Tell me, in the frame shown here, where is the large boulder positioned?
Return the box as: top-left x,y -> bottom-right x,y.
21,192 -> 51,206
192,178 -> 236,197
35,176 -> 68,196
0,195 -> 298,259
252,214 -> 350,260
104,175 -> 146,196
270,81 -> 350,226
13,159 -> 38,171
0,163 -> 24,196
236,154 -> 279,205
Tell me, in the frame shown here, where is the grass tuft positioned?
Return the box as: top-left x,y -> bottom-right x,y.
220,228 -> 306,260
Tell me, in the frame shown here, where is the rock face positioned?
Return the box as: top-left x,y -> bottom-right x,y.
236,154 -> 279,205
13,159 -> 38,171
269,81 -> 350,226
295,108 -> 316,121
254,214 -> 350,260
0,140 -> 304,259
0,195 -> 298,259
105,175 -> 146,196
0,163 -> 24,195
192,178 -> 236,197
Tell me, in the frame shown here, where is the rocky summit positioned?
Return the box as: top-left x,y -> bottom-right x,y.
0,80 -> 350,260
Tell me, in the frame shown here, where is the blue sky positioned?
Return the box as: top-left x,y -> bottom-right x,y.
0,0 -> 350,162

:: OBJECTIVE ::
Can you return the rows verbatim, starting at the line that contains "rock face positioned?" and ending at the final line of the rows?

:: FINAL RESULT ::
Tell me, in the frame shown here, where is the rock face positioned?
Return the box as: top-left x,y -> bottom-right x,y.
236,154 -> 279,205
13,159 -> 38,171
269,81 -> 350,226
295,108 -> 316,121
254,214 -> 350,260
0,140 -> 304,259
0,195 -> 298,259
105,175 -> 146,196
0,163 -> 24,195
192,178 -> 236,197
Tell me, in the frame shown here, where is the rocky summit positioned?
Return the box as: top-left x,y -> bottom-right x,y.
0,80 -> 350,260
Tell me, in the frame shown here, where is the blue sky positioned?
Return the box as: top-left x,y -> bottom-right x,y.
0,0 -> 350,162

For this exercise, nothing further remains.